Find Us On Social Media :

Tidak Hanya di Dunkirk, Pasukan Gabungan Inggris-Perancis Juga Terpukul Mundur di Asia Tenggara

By Moh Habib Asyhad, Minggu, 23 Juli 2017 | 14:00 WIB

Pasukan gabungan Inggris

Intisari-Online.com - Tak hanya di Dunkirk, pasukan gabungan Persemakmuran Inggris dan Perancis juga terpukul mundur dalam pertempuran melawan pasukan Jepang di Asia Tenggara; di Indochina (Vietnam) dan Burma.

Pasukan yang terpukul mundur itu selain berhasil dikalahkan, ratusan ribu lainnya terpaksa mundur ke kawasan yang aman dengan jalan kaki dan menembus hutan belantara.

Tujuan Jepang menguasai Indochina adalah untuk memblokir bantuan logistik dan persenjataan AS yang setiap bulan mengalir ke China.

## CUPLIKAN DATA
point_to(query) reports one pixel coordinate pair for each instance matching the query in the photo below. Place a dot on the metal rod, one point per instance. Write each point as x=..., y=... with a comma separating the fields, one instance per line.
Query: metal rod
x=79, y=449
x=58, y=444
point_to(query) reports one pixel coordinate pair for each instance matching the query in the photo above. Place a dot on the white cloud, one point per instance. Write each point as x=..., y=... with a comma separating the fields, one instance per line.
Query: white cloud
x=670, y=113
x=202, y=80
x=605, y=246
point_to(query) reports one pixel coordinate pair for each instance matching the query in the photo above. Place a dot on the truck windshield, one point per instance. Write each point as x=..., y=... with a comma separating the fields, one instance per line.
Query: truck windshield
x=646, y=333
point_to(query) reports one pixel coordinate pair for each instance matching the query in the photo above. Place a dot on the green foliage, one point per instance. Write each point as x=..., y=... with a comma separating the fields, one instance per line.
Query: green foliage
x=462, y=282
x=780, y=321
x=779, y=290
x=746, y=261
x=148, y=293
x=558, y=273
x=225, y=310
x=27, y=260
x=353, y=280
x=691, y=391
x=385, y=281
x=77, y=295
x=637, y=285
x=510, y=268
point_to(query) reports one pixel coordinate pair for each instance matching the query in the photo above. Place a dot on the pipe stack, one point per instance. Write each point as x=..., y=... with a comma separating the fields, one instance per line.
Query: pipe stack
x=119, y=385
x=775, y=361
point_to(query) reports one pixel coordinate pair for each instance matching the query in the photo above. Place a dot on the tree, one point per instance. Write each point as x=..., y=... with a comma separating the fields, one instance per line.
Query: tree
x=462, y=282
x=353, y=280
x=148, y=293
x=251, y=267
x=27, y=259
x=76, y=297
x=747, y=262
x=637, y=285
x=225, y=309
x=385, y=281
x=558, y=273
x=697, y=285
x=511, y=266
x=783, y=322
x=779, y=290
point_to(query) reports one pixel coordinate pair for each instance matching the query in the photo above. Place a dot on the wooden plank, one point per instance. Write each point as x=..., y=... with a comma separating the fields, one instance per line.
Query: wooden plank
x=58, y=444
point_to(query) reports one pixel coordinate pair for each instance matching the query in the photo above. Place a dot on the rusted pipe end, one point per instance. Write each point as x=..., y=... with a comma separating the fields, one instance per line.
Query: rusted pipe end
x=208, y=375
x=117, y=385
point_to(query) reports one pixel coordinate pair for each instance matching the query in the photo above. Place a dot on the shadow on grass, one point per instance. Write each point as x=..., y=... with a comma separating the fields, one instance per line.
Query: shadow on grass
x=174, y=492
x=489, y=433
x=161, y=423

## TUGAS ANDA
**a)** Jawablah pertanyaan berikut berdasarkan artikel tentang pasukan Inggris-Perancis di Asia Tenggara.
(i) Pasukan negara mana yang dihadapi pasukan gabungan itu di Asia Tenggara?
(ii) Bagaimana ratusan ribu anggota pasukan itu mundur ke kawasan yang aman?
(iii) Apa tujuan Jepang menguasai Indochina?
**b)** Teruskan artikel tentang pasukan Inggris-Perancis yang terpukul mundur di Asia Tenggara, dimulai setelah kalimat terakhirnya.

## JAWABAN TIAP TUGAS
**a)**
(i) Pasukan Jepang.
(ii) Mereka mundur dengan berjalan kaki dan menembus hutan belantara.
(iii) Untuk memblokir bantuan logistik dan persenjataan AS yang setiap bulan mengalir ke China.

**b)**
(Baca juga: Ingin Menonton Dunkirk? Inilah Semua Hal yang Perlu Kita Tahu tentang Dunkirk dan Pertempuran Perang Dunia II)

Tapi invasi Jepang itu juga mencerminkan bahwa ambisinya untuk menguasai Asia Tenggara makin jelas dan langsung mendapat kecaman keras dari AS.

Bantuan yang dikirim oleh AS mengunakan kereta api  melintasi kawasan Indochina selanjutnya menembus perbatasan China, yakni jalur Haiphong-Yunan.

Berkat bantuan yang dikirim secara regular ini, pasukan perlawanan China yang bertempur melawan pasukan pendudukan Jepang menjadi sangat terbantu.

Pasukan Jepang yang saat itu sedang bergerak ke kawasan Guangxi, sebuah kota yang lokasinya berdekatan dengan kawasan Indochina, lalu memutuskan untuk  sekaligus menguasai Indochina.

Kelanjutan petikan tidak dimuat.